▶ [WHAT THIS TASK INVOLVES]
Could you retype the whole listing word for word and drop the images?

BEGIN RECORDED INFORMATION

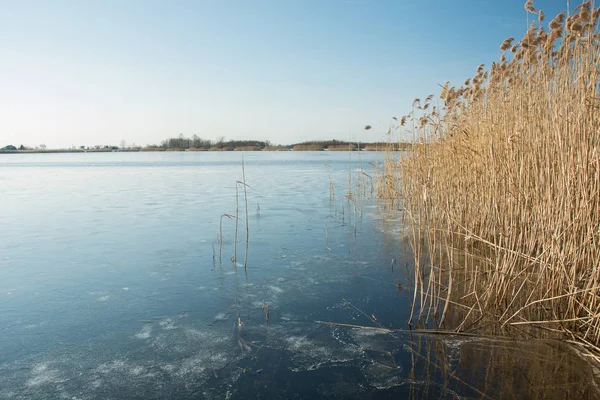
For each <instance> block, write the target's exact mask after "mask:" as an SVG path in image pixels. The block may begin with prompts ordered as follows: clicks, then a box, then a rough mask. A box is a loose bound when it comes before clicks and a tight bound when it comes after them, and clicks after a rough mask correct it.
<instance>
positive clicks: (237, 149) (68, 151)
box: [0, 147, 401, 154]
mask: <svg viewBox="0 0 600 400" xmlns="http://www.w3.org/2000/svg"><path fill="white" fill-rule="evenodd" d="M389 150H395V151H398V150H401V149H392V148H389V147H388V148H380V149H375V148H368V149H360V151H389ZM203 151H206V152H213V151H222V152H230V151H273V152H275V151H357V150H356V149H349V148H345V149H339V148H337V149H327V148H321V149H316V148H311V149H293V148H285V149H282V148H279V149H237V148H236V149H214V150H213V149H210V150H205V149H164V148H142V149H118V150H112V149H94V150H80V149H56V150H0V154H63V153H65V154H68V153H145V152H203Z"/></svg>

END RECORDED INFORMATION

▶ [OUTPUT]
For each <instance> block, write the target's exact mask after "mask:" as an SVG path in image pixels. The block may begin with prompts ordered as follows: clicks, then a box, then a rough mask. A box is a loose bound when it comes before clicks and a tight bound when it comes after them, and clicks after a rough mask correct it.
<instance>
positive clicks: (237, 149) (68, 151)
box: [0, 147, 401, 154]
mask: <svg viewBox="0 0 600 400" xmlns="http://www.w3.org/2000/svg"><path fill="white" fill-rule="evenodd" d="M389 150H395V151H398V150H401V149H392V148H389V147H388V148H380V149H375V148H368V149H360V151H389ZM203 151H206V152H213V151H222V152H230V151H273V152H275V151H357V150H356V149H349V148H345V149H339V148H337V149H327V148H321V149H316V148H311V149H293V148H285V149H282V148H279V149H237V148H236V149H214V150H213V149H210V150H205V149H164V148H142V149H118V150H112V149H94V150H80V149H56V150H0V154H63V153H65V154H68V153H145V152H203Z"/></svg>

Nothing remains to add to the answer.